▸ **EXCERPTED TEXT**:
Kendra Isable (she/her)
PhD Student @University of Nevada, Reno
Assessing Skeletal Stress Throughout Life History and its Relationship to Systematic Racism My research uses the presence of hypoplastic defects and skeletal fractures to assess structural violence by quantifying the number of defect, skeletal fractures of the long bones and ribs, and the degree of misalignment to shed light on larger social elements such as racism in medicine, the importance of maternal care, and theories surrounding disabilities and care.
Dr. Jo Motley (they/them)
@Western University
Marginalization in funerary analysis: How data selection and interpretation shape bioarchaeological research This presentation briefly summarizes results derived from x-rays and computed tomography (CT) scans of 21 funerary bundles with adult human skeletal remains that were recovered from a 2015 rescue excavation during the construction of the Museo Nacional del Perú (MUNA) at the pre-Hispanic Andean site of Pachacamac in Lima, Perú. This presentation discusses how the use of different methods (taphonomy and paleoradiology) revealed potentially complex funerary practices as part of ancestor veneration in non-elite funerary contexts that would not have been recovered through other datasets. Through this example, concepts of marginalization are discussed as well as how methodological decision-making, scholarly attention, and interpretive choices shape our work.
Adam Netzer Zimmer (they/them or he/him)
PhD Candidate @University of Massachusetts Amherst
Paleopathology Through a Queered Lens Traditional paleopathological analyses rely on typological and narrow assessments of differential diagnosis, often reproducing fixed and antiquated ideas of the human experience. This talk interrogates our field's static use of sex, gender, and race to show how the evolving discourse in understanding of the complexity of these biological and cultural categories complicates our analyses and challenges us to recalibrate how we see the past beyond our own cultural and temporal biases.

▸ **ASSIGNED TASK**: In the presenter listings, copy the passage from "Adam Netzer Zimmer" up to and including "and temporal biases.", swapping "biases" for "assumptions".

▸ **AVAILABLE DATA**:
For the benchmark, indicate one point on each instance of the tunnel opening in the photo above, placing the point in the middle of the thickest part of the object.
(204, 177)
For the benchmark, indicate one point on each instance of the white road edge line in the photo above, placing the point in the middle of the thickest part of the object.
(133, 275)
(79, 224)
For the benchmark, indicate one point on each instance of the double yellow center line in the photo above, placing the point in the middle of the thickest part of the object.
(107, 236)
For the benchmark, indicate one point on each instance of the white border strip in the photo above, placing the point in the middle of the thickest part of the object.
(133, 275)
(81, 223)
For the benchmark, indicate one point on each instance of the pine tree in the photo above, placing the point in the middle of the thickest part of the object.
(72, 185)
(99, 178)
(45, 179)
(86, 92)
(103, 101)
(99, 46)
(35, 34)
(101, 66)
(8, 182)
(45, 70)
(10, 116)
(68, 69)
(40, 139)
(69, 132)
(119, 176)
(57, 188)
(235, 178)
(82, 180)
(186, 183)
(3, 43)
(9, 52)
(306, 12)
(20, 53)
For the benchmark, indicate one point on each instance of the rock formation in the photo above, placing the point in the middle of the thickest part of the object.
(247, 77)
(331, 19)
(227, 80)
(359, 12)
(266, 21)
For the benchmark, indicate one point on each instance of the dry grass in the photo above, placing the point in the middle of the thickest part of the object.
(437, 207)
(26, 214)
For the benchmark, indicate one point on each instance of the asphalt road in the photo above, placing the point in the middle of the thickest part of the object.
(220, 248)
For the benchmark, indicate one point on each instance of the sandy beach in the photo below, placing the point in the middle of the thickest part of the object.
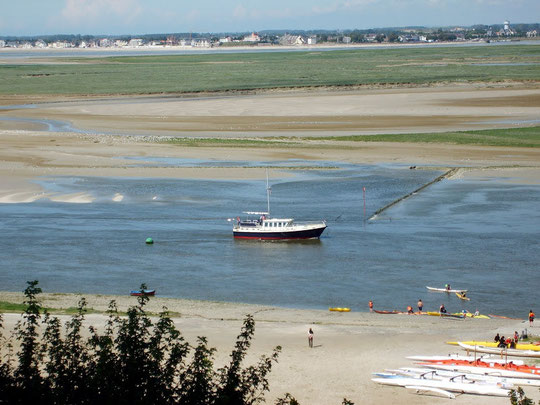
(348, 347)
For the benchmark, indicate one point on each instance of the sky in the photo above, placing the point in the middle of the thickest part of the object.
(128, 17)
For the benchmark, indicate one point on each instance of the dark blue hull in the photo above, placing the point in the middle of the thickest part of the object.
(305, 234)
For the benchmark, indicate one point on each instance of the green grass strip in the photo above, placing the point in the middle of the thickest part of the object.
(513, 137)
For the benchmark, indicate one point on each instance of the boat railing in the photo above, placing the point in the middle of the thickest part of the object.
(309, 223)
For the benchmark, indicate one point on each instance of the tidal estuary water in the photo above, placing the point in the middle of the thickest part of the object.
(479, 235)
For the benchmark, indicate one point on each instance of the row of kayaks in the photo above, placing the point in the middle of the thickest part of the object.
(460, 315)
(447, 375)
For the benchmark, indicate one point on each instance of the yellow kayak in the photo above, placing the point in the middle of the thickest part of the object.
(470, 315)
(340, 309)
(462, 296)
(519, 346)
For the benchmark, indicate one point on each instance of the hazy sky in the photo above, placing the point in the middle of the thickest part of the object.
(35, 17)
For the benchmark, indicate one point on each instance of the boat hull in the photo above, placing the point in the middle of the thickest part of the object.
(314, 233)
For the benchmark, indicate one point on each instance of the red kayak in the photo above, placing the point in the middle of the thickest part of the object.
(479, 363)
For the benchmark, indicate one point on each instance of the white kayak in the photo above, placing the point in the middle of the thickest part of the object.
(431, 389)
(440, 375)
(506, 382)
(448, 385)
(485, 358)
(484, 371)
(500, 351)
(444, 290)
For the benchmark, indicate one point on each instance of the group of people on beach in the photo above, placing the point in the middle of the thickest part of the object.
(509, 342)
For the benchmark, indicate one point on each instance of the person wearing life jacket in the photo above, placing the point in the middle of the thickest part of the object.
(502, 343)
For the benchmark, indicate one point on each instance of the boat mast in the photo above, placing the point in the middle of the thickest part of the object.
(268, 190)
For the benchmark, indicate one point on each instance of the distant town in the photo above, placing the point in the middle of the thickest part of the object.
(484, 33)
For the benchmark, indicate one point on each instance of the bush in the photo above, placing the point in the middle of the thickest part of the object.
(134, 361)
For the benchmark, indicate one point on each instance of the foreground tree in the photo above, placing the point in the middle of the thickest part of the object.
(133, 361)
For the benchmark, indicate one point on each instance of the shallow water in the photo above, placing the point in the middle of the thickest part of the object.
(478, 235)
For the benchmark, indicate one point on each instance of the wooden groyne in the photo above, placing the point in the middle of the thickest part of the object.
(445, 175)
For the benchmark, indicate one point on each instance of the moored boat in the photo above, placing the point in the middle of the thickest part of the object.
(260, 226)
(436, 289)
(138, 293)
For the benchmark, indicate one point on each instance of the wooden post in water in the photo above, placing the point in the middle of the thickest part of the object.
(364, 194)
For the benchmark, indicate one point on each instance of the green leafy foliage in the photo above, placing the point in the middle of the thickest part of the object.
(134, 360)
(517, 397)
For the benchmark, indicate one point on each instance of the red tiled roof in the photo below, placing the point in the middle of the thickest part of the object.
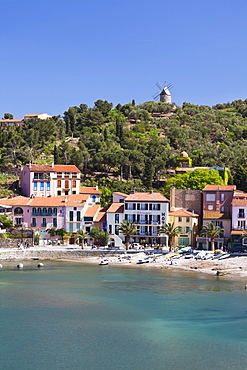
(101, 216)
(12, 120)
(239, 202)
(92, 211)
(220, 187)
(237, 232)
(52, 168)
(147, 197)
(183, 213)
(214, 215)
(116, 207)
(121, 194)
(89, 190)
(55, 201)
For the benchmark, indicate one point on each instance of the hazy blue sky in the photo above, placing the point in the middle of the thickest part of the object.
(60, 53)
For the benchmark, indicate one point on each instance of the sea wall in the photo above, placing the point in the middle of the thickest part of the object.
(44, 254)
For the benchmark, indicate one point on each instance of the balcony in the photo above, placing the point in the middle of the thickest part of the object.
(241, 215)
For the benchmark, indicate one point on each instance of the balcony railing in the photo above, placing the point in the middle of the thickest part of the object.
(241, 215)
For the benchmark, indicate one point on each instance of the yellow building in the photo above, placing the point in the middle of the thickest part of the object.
(187, 222)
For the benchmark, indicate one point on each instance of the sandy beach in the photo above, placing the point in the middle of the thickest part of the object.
(234, 267)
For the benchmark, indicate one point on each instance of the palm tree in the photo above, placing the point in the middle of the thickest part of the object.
(127, 228)
(82, 235)
(170, 230)
(212, 232)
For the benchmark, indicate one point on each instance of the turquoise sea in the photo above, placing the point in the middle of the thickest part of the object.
(73, 316)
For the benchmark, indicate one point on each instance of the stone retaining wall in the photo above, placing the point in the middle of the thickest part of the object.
(43, 254)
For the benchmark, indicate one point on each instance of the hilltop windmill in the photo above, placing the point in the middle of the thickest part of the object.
(164, 94)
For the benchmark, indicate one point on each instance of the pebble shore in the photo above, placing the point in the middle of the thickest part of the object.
(234, 267)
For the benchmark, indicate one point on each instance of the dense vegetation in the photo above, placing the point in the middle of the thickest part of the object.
(137, 143)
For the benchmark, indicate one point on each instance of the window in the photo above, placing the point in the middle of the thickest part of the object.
(241, 213)
(210, 197)
(143, 206)
(18, 211)
(43, 222)
(116, 218)
(18, 221)
(241, 225)
(156, 207)
(155, 219)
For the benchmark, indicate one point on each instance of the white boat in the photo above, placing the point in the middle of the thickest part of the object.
(143, 260)
(224, 255)
(103, 262)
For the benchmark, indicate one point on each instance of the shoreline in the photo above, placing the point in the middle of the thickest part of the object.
(231, 268)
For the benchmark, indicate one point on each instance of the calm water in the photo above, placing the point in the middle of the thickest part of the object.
(71, 316)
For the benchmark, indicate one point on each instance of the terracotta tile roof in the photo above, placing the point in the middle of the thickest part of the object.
(92, 211)
(101, 216)
(121, 194)
(33, 114)
(116, 207)
(15, 201)
(214, 215)
(89, 190)
(183, 213)
(66, 168)
(50, 168)
(146, 197)
(237, 232)
(12, 120)
(220, 187)
(239, 202)
(76, 199)
(56, 201)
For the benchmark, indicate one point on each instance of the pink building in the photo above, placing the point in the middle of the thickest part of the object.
(49, 180)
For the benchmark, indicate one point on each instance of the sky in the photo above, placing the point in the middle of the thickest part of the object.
(56, 54)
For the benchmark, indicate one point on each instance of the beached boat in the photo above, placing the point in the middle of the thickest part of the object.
(103, 262)
(143, 260)
(224, 255)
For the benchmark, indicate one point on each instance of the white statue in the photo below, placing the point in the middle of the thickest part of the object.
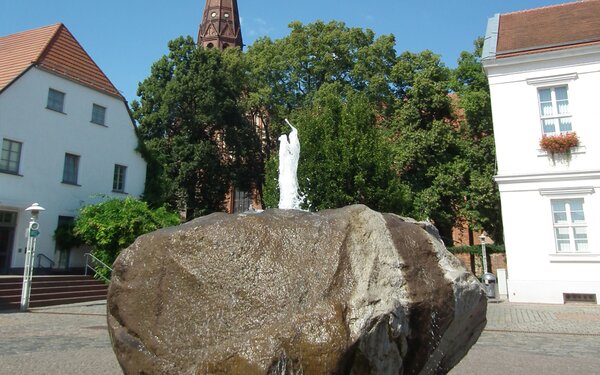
(289, 154)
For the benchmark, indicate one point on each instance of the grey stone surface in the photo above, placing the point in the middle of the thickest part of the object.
(348, 291)
(33, 341)
(69, 339)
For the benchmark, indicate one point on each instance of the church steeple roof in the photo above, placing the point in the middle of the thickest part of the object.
(220, 26)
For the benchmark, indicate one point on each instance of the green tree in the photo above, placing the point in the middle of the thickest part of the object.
(344, 157)
(482, 199)
(194, 126)
(112, 225)
(288, 72)
(428, 148)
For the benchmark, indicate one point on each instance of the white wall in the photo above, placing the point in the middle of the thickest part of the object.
(528, 179)
(46, 136)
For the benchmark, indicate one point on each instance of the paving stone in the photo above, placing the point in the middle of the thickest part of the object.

▸ **TASK RESULT**:
Adam Netzer Zimmer (they/them or he/him)
PhD Candidate @University of Massachusetts Amherst
Paleopathology Through a Queered Lens Traditional paleopathological analyses rely on typological and narrow assessments of differential diagnosis, often reproducing fixed and antiquated ideas of the human experience. This talk interrogates our field's static use of sex, gender, and race to show how the evolving discourse in understanding of the complexity of these biological and cultural categories complicates our analyses and challenges us to recalibrate how we see the past beyond our own cultural and temporal assumptions.